**DO THIS**
In the listing below, please print the line that contains "Where can the rocky mountain" and every line that follows it, exactly.

═══ RECORDS SHOWN

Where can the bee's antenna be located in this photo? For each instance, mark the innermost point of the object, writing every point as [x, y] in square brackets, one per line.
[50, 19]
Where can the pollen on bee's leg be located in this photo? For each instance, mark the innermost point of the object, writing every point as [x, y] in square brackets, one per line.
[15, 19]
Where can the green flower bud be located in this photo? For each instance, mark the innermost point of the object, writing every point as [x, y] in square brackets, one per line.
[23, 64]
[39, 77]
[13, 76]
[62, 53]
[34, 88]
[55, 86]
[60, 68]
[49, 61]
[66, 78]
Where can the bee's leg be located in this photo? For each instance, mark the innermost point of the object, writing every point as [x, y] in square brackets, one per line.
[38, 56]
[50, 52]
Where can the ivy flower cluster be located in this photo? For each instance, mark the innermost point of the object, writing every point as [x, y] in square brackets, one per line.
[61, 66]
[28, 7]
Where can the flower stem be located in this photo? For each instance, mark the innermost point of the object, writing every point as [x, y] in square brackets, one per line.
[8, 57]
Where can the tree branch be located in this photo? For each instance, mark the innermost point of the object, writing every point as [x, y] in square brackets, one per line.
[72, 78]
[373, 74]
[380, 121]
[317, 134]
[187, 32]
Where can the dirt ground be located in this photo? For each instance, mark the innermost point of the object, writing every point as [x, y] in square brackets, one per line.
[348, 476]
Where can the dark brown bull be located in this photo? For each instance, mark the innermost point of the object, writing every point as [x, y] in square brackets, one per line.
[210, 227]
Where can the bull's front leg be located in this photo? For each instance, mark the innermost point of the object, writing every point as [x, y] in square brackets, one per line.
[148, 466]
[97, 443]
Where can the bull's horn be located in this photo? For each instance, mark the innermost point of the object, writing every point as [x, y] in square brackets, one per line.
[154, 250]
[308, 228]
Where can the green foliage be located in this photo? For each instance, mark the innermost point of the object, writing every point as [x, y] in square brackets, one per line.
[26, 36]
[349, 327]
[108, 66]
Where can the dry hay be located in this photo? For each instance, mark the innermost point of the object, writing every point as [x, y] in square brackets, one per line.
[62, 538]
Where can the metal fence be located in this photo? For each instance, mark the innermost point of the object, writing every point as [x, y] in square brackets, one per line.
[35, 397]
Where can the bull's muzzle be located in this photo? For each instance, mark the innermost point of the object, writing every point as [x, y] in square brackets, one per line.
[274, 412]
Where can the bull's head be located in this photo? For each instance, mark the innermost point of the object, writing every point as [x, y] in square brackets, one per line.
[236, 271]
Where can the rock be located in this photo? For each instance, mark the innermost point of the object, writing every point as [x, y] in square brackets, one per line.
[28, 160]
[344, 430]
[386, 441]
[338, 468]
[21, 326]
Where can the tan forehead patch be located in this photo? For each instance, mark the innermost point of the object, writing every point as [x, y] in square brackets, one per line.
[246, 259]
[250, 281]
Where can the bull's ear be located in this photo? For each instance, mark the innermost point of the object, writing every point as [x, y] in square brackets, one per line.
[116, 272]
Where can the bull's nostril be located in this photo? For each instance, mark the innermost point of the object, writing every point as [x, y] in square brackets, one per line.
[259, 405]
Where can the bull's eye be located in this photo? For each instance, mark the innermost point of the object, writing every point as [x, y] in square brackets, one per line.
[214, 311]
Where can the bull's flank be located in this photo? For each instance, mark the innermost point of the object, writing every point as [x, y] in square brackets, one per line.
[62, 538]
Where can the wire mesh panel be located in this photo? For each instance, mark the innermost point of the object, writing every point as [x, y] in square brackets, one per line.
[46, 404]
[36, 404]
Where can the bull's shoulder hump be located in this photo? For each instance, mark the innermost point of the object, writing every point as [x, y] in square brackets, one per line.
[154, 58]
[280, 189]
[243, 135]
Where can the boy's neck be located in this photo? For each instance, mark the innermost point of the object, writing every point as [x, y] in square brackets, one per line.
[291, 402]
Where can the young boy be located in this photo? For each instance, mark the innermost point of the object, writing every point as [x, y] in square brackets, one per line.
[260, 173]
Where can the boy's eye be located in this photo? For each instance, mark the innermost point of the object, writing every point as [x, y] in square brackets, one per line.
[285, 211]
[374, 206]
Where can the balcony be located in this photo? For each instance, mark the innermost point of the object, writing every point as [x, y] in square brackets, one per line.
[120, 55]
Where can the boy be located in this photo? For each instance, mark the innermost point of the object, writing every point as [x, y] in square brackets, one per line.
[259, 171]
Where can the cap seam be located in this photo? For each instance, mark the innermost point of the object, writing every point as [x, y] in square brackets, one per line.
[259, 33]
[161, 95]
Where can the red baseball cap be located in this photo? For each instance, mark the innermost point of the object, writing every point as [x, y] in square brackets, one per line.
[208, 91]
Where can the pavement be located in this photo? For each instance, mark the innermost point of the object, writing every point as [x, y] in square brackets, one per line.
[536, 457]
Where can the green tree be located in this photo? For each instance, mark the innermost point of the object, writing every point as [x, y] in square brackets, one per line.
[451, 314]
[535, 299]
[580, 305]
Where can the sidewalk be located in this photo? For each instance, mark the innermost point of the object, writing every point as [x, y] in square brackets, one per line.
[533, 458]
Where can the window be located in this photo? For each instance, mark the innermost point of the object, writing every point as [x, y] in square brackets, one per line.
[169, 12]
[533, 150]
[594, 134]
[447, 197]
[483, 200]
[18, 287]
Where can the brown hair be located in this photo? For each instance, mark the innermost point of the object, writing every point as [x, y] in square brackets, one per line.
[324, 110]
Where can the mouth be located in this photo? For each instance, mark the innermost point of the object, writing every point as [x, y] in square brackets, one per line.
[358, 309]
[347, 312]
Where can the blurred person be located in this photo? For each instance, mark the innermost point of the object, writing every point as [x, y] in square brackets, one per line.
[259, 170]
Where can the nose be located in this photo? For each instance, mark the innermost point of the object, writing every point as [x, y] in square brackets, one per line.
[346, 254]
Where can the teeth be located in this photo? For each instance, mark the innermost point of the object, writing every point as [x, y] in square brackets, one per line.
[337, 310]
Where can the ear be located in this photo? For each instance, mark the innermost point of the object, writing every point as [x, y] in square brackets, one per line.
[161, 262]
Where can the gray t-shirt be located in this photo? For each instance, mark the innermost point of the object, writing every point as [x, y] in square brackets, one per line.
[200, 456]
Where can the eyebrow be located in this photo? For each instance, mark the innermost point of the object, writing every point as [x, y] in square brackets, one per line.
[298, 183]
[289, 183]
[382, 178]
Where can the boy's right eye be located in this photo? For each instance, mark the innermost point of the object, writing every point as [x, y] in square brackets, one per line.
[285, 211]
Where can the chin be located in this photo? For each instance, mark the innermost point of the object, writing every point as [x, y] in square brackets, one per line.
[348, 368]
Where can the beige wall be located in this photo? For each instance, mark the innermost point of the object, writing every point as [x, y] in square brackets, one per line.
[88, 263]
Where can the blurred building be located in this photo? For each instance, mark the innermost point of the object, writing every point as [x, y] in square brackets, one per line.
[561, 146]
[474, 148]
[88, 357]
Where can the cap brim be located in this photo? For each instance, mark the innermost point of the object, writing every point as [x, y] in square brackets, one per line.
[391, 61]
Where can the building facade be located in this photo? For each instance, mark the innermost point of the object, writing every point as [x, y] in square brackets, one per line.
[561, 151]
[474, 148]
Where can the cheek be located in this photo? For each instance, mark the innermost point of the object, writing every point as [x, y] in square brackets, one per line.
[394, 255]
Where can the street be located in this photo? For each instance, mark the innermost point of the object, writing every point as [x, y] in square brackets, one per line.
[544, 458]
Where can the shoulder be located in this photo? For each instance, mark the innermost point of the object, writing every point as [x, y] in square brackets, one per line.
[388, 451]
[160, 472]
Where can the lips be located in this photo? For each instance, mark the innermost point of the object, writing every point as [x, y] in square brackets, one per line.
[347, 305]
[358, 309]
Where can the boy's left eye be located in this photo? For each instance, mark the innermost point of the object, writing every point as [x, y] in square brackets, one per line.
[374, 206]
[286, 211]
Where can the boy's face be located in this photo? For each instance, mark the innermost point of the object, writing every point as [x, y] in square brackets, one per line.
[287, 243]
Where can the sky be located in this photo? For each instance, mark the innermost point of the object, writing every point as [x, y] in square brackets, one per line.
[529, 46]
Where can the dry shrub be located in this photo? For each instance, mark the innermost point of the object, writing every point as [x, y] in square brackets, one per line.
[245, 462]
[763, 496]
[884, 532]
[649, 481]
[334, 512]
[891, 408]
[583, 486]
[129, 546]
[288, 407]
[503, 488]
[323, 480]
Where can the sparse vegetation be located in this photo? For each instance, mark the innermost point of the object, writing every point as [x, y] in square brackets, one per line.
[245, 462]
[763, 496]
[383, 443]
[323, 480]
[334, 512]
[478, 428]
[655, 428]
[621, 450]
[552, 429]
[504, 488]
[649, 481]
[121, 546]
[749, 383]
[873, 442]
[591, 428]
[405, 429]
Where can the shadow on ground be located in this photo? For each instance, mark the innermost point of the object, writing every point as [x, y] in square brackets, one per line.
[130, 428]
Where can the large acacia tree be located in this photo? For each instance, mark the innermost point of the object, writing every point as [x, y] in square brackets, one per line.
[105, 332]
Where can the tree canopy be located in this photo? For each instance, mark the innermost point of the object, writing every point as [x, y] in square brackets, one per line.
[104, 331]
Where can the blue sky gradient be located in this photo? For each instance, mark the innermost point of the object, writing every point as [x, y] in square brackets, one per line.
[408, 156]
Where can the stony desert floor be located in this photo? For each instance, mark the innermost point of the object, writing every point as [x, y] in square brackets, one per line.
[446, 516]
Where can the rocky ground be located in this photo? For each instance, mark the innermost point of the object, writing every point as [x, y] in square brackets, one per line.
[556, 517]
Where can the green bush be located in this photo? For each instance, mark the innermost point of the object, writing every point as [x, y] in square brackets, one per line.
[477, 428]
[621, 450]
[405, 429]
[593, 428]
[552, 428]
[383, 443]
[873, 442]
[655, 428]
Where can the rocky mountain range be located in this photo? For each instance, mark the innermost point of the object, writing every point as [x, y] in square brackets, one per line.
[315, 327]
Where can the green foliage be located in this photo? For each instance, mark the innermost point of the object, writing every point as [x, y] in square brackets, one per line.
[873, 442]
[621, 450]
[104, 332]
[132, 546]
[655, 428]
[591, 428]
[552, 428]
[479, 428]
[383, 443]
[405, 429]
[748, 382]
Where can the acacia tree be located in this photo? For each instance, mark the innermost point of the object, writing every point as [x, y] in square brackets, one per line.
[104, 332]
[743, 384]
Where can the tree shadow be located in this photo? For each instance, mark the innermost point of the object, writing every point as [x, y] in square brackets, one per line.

══════

**ANSWER BELOW**
Where can the rocky mountain range be located in this photo? For each instance, mark the innermost point of the object, writing every point as [x, y] in square brackets, one per line.
[315, 327]
Where can the green foliage be located in this photo? For each instance, mark the innermost point of the object, writing every point as [x, y] in square brackets, one per line.
[873, 442]
[621, 450]
[104, 332]
[132, 546]
[655, 428]
[591, 428]
[552, 428]
[479, 428]
[383, 443]
[405, 429]
[748, 382]
Where can the acacia tree be located in this photo? For each instance, mark the innermost point of the object, writing every point as [x, y] in square brackets, one per line.
[104, 332]
[743, 384]
Where can the tree shadow be located in this photo? For each instance, mark the innermost point of the object, writing every point as [x, y] in square brackets, one per line.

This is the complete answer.